----- Data for the task

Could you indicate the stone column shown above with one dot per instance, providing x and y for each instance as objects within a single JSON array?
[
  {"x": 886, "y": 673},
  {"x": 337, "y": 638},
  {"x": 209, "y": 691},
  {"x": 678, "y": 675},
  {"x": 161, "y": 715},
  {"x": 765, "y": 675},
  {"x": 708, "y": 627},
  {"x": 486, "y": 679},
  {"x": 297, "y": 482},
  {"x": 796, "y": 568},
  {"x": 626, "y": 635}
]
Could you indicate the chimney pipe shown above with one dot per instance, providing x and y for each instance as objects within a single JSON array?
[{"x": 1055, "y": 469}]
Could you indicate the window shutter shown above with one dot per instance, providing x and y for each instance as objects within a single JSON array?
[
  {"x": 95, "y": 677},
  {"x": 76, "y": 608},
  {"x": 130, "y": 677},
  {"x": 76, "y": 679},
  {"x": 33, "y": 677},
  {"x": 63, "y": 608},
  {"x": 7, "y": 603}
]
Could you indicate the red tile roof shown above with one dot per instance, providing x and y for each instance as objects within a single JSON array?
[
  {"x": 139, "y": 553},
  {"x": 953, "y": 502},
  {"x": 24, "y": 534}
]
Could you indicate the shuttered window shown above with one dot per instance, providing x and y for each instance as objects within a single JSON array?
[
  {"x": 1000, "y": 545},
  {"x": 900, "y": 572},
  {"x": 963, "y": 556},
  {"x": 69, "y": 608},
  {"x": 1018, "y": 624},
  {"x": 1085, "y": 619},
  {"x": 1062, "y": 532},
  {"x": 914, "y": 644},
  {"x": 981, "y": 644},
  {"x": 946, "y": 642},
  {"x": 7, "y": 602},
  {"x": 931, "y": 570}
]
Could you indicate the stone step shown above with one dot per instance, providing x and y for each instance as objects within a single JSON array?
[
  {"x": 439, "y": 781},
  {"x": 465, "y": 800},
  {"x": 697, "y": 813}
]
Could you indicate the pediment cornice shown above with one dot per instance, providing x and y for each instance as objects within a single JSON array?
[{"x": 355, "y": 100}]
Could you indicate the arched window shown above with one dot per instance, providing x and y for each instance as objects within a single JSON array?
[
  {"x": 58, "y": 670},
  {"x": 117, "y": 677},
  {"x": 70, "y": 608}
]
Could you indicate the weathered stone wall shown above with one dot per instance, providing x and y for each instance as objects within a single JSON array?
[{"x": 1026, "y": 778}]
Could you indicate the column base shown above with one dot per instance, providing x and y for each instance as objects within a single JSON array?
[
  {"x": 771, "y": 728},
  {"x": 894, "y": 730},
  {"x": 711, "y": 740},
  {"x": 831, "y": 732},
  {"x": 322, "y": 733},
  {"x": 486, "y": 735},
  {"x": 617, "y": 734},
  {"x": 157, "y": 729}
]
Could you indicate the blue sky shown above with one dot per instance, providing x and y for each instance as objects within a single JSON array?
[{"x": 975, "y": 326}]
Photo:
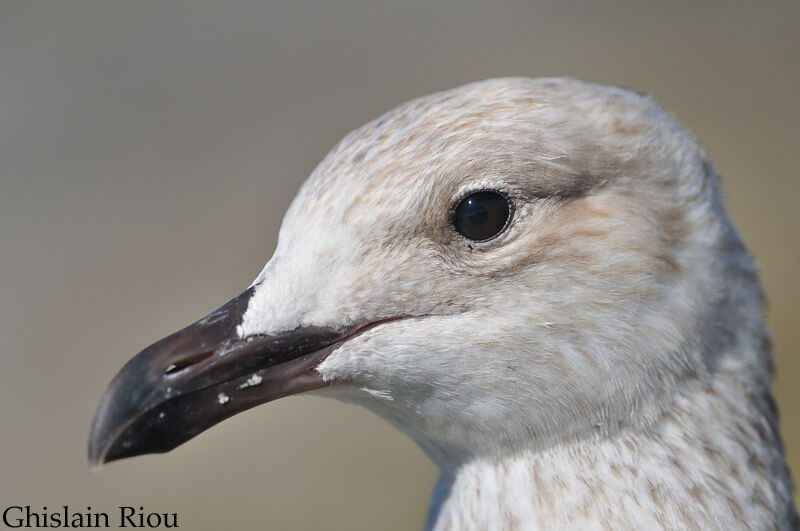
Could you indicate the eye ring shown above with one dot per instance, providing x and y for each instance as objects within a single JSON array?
[{"x": 482, "y": 215}]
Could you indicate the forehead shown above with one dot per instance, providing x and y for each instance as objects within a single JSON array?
[{"x": 553, "y": 133}]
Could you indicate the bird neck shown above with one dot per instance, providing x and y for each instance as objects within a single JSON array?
[{"x": 713, "y": 460}]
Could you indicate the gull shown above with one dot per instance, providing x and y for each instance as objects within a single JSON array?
[{"x": 536, "y": 280}]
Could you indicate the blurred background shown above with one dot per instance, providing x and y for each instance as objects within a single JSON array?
[{"x": 149, "y": 149}]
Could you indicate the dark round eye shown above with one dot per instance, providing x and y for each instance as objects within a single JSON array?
[{"x": 482, "y": 215}]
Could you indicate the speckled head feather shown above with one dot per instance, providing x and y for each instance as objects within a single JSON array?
[
  {"x": 603, "y": 360},
  {"x": 601, "y": 363}
]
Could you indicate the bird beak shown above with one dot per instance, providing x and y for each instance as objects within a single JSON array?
[{"x": 199, "y": 376}]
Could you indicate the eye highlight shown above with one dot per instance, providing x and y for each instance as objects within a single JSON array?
[{"x": 482, "y": 216}]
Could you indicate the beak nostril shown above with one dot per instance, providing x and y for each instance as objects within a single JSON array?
[{"x": 185, "y": 363}]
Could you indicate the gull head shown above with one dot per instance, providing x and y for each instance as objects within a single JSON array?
[{"x": 499, "y": 267}]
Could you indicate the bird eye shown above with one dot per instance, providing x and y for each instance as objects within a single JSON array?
[{"x": 482, "y": 215}]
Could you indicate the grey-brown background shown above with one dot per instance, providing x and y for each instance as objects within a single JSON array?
[{"x": 148, "y": 151}]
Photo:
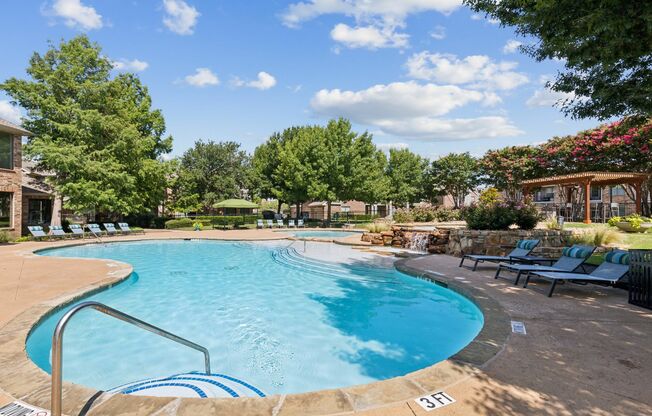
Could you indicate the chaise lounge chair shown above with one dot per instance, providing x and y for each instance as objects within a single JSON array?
[
  {"x": 571, "y": 258},
  {"x": 614, "y": 268},
  {"x": 520, "y": 253},
  {"x": 37, "y": 232},
  {"x": 110, "y": 228},
  {"x": 76, "y": 230},
  {"x": 57, "y": 231}
]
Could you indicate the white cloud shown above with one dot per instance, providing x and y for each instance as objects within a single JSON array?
[
  {"x": 9, "y": 112},
  {"x": 264, "y": 81},
  {"x": 76, "y": 14},
  {"x": 202, "y": 77},
  {"x": 439, "y": 33},
  {"x": 390, "y": 12},
  {"x": 135, "y": 65},
  {"x": 371, "y": 37},
  {"x": 548, "y": 98},
  {"x": 511, "y": 46},
  {"x": 413, "y": 110},
  {"x": 180, "y": 18},
  {"x": 477, "y": 71}
]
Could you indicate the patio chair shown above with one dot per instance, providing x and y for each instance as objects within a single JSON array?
[
  {"x": 57, "y": 231},
  {"x": 110, "y": 228},
  {"x": 613, "y": 269},
  {"x": 519, "y": 253},
  {"x": 571, "y": 258},
  {"x": 76, "y": 230},
  {"x": 95, "y": 229},
  {"x": 37, "y": 232}
]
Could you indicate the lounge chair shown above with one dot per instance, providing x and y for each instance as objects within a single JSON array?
[
  {"x": 57, "y": 231},
  {"x": 95, "y": 229},
  {"x": 571, "y": 258},
  {"x": 521, "y": 251},
  {"x": 37, "y": 232},
  {"x": 614, "y": 268},
  {"x": 110, "y": 228},
  {"x": 76, "y": 230}
]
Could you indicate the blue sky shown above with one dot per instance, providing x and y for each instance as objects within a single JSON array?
[{"x": 426, "y": 74}]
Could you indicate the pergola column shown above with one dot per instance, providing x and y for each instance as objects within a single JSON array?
[
  {"x": 639, "y": 197},
  {"x": 587, "y": 202}
]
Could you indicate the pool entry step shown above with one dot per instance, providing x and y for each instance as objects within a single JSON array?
[{"x": 191, "y": 385}]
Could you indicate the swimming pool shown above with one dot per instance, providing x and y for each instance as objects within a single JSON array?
[
  {"x": 270, "y": 316},
  {"x": 323, "y": 234}
]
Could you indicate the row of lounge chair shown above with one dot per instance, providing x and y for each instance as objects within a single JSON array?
[
  {"x": 76, "y": 230},
  {"x": 566, "y": 268},
  {"x": 279, "y": 224}
]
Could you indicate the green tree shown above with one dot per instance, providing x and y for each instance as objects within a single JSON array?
[
  {"x": 98, "y": 134},
  {"x": 605, "y": 46},
  {"x": 456, "y": 175},
  {"x": 213, "y": 171},
  {"x": 405, "y": 172}
]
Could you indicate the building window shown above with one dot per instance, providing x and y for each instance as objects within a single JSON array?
[
  {"x": 618, "y": 190},
  {"x": 5, "y": 209},
  {"x": 596, "y": 193},
  {"x": 6, "y": 151},
  {"x": 39, "y": 211}
]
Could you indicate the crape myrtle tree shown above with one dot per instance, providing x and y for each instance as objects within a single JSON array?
[
  {"x": 605, "y": 47},
  {"x": 98, "y": 133},
  {"x": 406, "y": 173},
  {"x": 455, "y": 174},
  {"x": 210, "y": 172}
]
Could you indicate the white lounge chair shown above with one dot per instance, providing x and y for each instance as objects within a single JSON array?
[
  {"x": 37, "y": 232},
  {"x": 57, "y": 231},
  {"x": 110, "y": 228},
  {"x": 614, "y": 268},
  {"x": 76, "y": 230}
]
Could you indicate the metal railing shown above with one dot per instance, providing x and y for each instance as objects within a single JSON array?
[{"x": 57, "y": 345}]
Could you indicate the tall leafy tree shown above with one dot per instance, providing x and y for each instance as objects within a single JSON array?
[
  {"x": 406, "y": 172},
  {"x": 455, "y": 174},
  {"x": 98, "y": 133},
  {"x": 605, "y": 46},
  {"x": 213, "y": 171}
]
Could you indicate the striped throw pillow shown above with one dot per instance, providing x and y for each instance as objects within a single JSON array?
[
  {"x": 577, "y": 252},
  {"x": 617, "y": 257}
]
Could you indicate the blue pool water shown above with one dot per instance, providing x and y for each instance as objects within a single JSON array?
[
  {"x": 323, "y": 234},
  {"x": 282, "y": 322}
]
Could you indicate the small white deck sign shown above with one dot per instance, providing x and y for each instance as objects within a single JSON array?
[
  {"x": 518, "y": 328},
  {"x": 434, "y": 401}
]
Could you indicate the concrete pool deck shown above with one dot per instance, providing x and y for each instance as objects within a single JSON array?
[{"x": 586, "y": 352}]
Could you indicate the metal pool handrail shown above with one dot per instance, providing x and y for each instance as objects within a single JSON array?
[{"x": 57, "y": 345}]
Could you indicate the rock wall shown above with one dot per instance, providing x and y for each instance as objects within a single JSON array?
[{"x": 457, "y": 241}]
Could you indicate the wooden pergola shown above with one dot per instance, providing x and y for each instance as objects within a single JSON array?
[{"x": 586, "y": 179}]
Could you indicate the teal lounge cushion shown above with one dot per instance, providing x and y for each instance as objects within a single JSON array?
[
  {"x": 577, "y": 252},
  {"x": 617, "y": 257}
]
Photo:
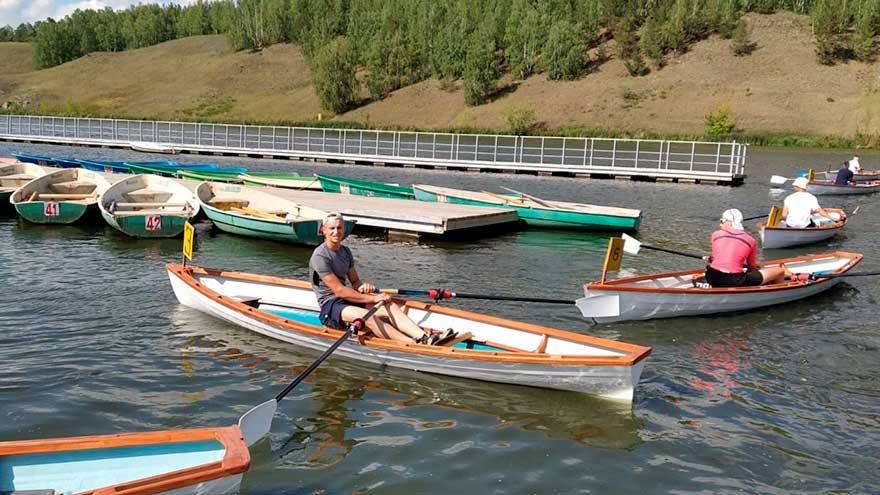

----------

● Your objective
Transcribe exactly the lines above, running from the one that contains "Could you indicate the teal" through the final line of the listing, and skip every picture.

● Exercise answer
Could you indicate the teal lounge cushion shown above with one dot per instance, providing x and y for each instance as objects within a single JSON array?
[
  {"x": 577, "y": 252},
  {"x": 617, "y": 257}
]
Photo:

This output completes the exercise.